TASK INPUT Start Marker

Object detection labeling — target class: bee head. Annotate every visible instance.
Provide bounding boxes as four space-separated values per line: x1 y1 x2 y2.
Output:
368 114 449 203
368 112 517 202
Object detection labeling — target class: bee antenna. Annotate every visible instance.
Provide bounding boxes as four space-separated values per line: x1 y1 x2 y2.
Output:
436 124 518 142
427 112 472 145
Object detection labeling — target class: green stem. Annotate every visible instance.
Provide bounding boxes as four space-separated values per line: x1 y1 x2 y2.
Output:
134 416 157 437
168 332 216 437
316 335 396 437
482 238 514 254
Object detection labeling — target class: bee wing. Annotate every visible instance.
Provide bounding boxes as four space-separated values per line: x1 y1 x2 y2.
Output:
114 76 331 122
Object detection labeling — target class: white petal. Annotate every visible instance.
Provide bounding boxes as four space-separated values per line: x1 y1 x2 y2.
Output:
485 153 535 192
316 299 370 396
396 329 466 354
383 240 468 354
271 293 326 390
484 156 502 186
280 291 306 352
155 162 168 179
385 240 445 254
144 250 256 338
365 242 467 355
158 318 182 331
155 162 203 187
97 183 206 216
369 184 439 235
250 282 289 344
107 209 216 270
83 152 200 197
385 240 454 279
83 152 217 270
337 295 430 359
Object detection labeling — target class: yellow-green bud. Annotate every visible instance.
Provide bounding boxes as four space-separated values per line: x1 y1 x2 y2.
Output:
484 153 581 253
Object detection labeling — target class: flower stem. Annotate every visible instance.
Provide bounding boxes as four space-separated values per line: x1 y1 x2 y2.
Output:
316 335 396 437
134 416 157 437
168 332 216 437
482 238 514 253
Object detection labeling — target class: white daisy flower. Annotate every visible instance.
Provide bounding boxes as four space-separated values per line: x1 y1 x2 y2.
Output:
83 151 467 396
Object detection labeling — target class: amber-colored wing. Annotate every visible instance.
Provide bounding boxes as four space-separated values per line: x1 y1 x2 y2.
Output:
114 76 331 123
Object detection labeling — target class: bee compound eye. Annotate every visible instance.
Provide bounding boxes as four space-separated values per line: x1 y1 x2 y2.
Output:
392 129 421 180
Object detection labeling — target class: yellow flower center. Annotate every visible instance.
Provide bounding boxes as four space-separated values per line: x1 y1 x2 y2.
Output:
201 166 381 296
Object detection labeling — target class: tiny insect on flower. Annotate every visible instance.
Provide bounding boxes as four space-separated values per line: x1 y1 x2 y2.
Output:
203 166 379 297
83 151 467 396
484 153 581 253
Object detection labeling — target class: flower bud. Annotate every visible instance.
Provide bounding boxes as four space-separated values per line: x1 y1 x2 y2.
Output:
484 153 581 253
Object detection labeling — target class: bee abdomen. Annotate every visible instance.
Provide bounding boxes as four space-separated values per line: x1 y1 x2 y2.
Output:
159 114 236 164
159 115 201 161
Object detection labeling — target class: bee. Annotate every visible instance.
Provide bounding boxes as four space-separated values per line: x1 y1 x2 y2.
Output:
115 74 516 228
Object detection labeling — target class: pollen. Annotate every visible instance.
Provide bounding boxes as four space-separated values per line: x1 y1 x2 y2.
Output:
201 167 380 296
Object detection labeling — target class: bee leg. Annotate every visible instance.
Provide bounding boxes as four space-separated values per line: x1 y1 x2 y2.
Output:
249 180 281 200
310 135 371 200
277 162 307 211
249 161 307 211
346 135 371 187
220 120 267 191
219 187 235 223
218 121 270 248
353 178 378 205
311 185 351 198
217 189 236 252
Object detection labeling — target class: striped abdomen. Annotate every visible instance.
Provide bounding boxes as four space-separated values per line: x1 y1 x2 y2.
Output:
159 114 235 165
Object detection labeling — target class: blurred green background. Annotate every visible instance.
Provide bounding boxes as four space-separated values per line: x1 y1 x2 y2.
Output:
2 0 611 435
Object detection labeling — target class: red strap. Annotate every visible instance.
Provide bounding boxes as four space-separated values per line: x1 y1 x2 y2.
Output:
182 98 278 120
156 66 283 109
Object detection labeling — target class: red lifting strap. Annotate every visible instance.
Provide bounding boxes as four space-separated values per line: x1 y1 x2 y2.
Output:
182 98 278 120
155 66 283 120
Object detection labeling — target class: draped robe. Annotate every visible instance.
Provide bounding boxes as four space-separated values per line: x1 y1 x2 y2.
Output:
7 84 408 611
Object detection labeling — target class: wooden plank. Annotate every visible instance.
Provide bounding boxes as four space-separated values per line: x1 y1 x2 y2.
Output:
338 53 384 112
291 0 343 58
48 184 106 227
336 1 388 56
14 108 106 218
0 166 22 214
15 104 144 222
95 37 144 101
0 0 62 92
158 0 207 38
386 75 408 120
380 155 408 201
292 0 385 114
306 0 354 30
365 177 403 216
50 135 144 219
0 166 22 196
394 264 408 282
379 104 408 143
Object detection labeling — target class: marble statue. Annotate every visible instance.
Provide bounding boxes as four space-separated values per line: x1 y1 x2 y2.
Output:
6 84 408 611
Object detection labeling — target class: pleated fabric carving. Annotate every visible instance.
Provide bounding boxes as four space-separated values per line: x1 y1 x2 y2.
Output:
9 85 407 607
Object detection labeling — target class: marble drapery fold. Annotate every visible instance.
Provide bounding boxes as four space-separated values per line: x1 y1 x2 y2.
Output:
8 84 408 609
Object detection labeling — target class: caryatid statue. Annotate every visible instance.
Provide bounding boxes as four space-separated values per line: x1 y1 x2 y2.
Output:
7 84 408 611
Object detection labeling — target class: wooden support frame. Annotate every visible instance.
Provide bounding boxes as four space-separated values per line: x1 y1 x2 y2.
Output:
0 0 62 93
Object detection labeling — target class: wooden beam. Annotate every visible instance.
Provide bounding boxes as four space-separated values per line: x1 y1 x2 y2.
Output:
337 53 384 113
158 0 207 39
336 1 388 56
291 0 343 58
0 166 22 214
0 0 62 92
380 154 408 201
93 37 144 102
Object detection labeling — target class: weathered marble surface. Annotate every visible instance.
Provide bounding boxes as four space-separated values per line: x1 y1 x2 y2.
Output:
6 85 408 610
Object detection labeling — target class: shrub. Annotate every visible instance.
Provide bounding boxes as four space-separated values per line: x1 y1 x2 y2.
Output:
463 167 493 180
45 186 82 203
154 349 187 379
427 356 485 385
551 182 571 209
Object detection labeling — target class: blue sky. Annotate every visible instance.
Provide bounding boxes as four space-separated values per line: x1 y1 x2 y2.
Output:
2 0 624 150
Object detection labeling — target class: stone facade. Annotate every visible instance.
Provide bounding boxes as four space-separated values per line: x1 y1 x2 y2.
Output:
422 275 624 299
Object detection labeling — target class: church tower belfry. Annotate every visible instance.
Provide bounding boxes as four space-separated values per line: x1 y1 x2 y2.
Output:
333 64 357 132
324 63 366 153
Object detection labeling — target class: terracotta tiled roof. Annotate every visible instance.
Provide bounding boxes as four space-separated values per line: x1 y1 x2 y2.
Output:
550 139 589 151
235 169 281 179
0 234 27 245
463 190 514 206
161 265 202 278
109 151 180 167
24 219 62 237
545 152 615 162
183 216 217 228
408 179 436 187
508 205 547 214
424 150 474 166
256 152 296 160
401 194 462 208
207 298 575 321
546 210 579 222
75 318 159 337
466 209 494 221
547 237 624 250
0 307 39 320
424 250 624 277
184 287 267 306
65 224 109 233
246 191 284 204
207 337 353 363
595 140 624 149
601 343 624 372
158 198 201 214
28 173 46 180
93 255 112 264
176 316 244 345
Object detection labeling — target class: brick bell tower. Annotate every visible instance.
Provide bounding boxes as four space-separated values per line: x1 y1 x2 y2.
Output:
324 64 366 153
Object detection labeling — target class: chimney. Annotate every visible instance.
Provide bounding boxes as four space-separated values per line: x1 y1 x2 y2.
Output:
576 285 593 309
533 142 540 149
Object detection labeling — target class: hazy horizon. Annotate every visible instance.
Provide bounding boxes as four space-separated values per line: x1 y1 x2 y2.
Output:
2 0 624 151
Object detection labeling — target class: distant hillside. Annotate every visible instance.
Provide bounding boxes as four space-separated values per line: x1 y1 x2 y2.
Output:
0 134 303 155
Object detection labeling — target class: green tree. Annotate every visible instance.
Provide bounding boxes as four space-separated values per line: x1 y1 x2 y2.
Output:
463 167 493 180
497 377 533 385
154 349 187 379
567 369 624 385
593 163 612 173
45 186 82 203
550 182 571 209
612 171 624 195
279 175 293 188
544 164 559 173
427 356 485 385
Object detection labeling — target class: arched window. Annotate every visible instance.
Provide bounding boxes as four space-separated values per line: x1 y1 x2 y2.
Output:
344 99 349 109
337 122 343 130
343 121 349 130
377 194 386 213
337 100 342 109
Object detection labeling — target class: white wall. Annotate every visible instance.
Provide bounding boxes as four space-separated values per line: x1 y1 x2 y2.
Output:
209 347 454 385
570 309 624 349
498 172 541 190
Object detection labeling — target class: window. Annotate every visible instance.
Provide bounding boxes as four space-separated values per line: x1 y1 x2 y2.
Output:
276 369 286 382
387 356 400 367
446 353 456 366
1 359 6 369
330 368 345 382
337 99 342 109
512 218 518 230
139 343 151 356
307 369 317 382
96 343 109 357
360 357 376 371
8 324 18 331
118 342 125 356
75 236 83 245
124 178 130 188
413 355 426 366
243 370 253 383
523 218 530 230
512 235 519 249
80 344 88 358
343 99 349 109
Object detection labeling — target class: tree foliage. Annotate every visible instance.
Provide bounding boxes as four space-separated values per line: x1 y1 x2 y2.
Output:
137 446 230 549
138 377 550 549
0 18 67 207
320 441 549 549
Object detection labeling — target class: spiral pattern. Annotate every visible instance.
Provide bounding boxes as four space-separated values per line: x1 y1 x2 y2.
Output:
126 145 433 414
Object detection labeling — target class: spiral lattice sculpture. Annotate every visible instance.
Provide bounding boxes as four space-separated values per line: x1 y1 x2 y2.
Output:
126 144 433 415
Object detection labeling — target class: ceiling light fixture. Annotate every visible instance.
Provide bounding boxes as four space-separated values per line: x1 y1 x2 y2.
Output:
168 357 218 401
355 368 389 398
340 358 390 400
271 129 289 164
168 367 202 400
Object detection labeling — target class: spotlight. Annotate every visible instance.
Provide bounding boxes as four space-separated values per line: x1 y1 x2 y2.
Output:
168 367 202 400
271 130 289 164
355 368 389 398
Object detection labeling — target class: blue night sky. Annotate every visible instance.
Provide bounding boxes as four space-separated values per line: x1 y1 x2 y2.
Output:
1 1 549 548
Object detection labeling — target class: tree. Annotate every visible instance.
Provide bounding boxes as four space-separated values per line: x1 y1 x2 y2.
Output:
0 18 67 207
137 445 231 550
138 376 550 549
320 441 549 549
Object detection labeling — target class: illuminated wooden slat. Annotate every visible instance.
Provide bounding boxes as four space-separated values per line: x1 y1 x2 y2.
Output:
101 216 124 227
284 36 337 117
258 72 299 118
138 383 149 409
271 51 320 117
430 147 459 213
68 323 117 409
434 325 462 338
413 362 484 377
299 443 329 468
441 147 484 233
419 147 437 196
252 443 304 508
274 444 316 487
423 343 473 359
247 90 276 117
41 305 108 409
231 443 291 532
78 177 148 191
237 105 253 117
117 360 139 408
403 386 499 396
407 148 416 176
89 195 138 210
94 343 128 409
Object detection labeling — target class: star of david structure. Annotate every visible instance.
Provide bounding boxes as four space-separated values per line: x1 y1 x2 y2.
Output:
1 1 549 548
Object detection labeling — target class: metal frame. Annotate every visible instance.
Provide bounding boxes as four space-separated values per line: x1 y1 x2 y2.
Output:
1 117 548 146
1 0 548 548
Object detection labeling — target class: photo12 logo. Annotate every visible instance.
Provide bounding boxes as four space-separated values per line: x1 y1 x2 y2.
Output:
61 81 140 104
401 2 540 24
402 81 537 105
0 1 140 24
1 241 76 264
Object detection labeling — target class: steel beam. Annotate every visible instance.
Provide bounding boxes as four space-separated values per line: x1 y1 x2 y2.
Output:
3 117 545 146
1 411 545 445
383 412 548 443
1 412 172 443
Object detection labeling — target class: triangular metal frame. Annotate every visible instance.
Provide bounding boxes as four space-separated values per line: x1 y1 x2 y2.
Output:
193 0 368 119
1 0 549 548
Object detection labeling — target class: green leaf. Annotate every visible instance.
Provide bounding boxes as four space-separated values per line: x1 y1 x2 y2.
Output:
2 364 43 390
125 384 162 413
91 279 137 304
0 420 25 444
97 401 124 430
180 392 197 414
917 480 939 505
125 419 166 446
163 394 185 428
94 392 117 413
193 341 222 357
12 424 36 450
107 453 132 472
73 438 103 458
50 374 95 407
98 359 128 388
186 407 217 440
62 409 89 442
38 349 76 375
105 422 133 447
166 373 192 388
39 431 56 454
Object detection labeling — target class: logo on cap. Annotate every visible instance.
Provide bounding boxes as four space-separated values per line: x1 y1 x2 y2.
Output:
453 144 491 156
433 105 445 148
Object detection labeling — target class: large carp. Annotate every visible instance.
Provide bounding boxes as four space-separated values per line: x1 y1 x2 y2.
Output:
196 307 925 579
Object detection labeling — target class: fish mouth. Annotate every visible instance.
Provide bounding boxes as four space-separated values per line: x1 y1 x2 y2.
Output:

TASK INPUT End Marker

TASK TO COMPLETE:
Write down exactly the span of lines above from the one containing "Object detection labeling — target class: flower stem." to the one containing "Object detection labeling — target class: pollen.", both ends included.

COMPLETED EXERCISE:
Object detection labeling — target class: flower stem. Annotate every visible instance.
Provide bounding boxes as four space-separated values per line: x1 y1 x2 y2.
Output:
316 335 396 437
134 416 157 437
168 332 216 437
482 238 514 253
Object detection labeling — target class: white daisy flower. Annotate every visible instance.
Provide bounding boxes as four space-separated values per line: x1 y1 x2 y2.
Output:
83 151 467 396
Object detection labeling — target class: amber-colored wing. Annotate every visible instance.
Provide bounding boxes as four space-separated values per line: x1 y1 x2 y2.
Output:
114 76 331 123
Object detection labeling — target class: bee compound eye. Annotate every visible instance.
Provide bounding boxes as four space-separated values per line: x1 y1 x2 y2.
Output:
392 129 421 180
Object detection labeling — target class: yellow flower center. Annotate every visible instance.
Provide bounding boxes as four space-separated values per line: x1 y1 x2 y2.
Output:
201 166 381 296
Object detection labeling — target class: tiny insect on flower. Annotate every visible instance.
Provide bounding boxes as four space-separated values per line: x1 y1 x2 y2.
Output:
203 166 379 297
83 151 467 396
484 153 581 253
Object detection labeling — target class: flower bud. Annotate every visible instance.
Provide bounding boxes as four space-separated values per line: x1 y1 x2 y2.
Output:
484 153 581 253
Object detection labeling — target class: bee abdomen. Annotate every visible instance.
Provide bounding boxes as four space-separated values per line: x1 y1 x2 y2.
Output:
159 114 236 164
159 115 201 161
Object detection labeling — target class: bee. Annotate every visible instance.
Provide bounding boxes as four space-separated values per line: x1 y1 x2 y2.
Output:
115 74 516 228
Object detection labeling — target class: pollen. Annotate every visible instance.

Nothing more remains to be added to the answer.